== Task to complete ==
Starting at the line that contains "Locate the bird's blue" and ending at the last of the rows below, write every line out again in full, shifting each answer coordinate by adding 99 to both of its numbers. Leave every other number and all other text in those lines unchanged.

== Record excerpts ==
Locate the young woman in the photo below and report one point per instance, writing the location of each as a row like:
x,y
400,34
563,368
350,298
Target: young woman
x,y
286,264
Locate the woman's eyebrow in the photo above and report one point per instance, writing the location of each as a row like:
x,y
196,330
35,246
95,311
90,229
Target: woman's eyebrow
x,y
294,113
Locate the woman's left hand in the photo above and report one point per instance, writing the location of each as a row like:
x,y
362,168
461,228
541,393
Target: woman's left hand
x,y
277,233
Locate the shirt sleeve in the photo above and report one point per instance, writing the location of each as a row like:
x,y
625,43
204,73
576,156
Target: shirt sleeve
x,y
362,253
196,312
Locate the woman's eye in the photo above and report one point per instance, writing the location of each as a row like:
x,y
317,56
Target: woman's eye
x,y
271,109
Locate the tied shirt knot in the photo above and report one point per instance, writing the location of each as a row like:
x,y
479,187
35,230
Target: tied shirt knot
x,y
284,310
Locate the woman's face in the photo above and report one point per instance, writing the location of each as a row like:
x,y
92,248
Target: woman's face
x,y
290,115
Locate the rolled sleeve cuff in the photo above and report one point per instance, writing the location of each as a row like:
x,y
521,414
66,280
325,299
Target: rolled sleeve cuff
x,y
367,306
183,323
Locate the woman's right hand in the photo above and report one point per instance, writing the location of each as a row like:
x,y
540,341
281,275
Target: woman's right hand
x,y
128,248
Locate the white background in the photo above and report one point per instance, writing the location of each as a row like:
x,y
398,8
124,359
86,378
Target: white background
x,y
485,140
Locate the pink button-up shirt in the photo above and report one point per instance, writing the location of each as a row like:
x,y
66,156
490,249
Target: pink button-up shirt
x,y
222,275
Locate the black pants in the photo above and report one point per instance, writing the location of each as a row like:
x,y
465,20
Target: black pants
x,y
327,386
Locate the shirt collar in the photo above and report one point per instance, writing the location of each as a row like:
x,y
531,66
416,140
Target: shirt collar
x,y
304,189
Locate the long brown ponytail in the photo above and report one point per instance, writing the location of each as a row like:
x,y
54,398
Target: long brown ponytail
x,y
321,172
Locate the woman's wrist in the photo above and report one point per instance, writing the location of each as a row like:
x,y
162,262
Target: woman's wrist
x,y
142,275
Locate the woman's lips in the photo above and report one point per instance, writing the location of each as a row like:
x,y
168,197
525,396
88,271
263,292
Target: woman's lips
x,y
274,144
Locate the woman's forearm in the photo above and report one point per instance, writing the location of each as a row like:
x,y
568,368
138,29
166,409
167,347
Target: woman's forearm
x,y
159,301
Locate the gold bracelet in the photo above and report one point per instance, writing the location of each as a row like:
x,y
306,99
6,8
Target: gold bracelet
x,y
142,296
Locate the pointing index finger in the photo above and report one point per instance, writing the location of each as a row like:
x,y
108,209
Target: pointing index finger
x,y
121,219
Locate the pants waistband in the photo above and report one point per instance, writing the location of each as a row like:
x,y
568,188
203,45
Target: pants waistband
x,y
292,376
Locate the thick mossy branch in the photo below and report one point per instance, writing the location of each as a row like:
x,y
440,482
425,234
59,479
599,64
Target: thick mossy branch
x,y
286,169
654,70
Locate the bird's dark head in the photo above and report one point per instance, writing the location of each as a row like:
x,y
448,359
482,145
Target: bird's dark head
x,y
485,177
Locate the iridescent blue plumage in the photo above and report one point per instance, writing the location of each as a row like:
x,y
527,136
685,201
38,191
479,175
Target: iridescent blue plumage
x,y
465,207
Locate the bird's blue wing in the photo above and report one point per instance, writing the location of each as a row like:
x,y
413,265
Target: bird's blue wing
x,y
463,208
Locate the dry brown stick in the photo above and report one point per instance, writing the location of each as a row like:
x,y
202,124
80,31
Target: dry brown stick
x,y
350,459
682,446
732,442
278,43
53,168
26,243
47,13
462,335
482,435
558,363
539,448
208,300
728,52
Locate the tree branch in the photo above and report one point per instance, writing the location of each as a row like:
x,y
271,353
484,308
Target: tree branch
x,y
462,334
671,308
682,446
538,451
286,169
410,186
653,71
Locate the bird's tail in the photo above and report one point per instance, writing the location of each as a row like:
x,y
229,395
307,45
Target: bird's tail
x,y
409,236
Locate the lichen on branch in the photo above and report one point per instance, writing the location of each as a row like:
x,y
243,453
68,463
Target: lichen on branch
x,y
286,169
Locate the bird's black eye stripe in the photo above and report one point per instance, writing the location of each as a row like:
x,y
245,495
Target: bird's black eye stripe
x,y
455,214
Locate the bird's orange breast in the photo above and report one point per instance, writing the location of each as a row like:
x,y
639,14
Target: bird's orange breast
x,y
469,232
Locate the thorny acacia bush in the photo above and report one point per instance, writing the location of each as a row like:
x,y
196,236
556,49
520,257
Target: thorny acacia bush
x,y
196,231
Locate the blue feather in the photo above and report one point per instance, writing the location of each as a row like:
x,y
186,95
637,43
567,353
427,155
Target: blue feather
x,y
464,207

== Response to this exercise ==
Locate the bird's blue wing in the photo above and report one point per instance, writing the location of each as a row like:
x,y
413,265
Target: bird's blue wing
x,y
562,307
Locate the dry brown stick in the photo above and report one point per instance, writing the location of each as a row like:
x,y
202,124
80,31
Target: dry brown stick
x,y
449,558
781,545
831,541
377,142
152,267
125,342
146,112
561,434
581,534
657,462
638,547
307,399
827,151
Locate the tree branch in the photo above and report one point per instance, writing the location of each as a row like:
x,y
271,353
484,308
Target: tree branch
x,y
561,433
770,407
781,545
637,550
385,268
509,285
752,170
Locate the bird's tail in the photo above and report one point per instance, writing the location of each as a row like:
x,y
229,395
307,45
Target: bird's tail
x,y
508,335
Locate the lichen on branch in the photo above and report one point per instance, writing the location of each as a row like:
x,y
243,453
68,463
Target: lichen on branch
x,y
385,268
Locate the bird's black eye stripe in the photo above and report one point per instance, writing the location of each as a row like:
x,y
245,495
Target: bird's black eye stripe
x,y
554,313
Locate the bird's orange breast in the photo above and report one point per instance, writing the location of each as a row like:
x,y
639,14
Target: bird's orange breast
x,y
568,331
Locate the thorny acacia bush in the photo above and report one point per instance, writing the location of each as a row like:
x,y
196,236
556,49
520,257
Target: thorny acacia bush
x,y
295,330
Locate the blue feather in the photo above and report one point per instance, writing the location of each as a row like:
x,y
186,95
637,43
567,353
427,155
Target: blue feather
x,y
563,306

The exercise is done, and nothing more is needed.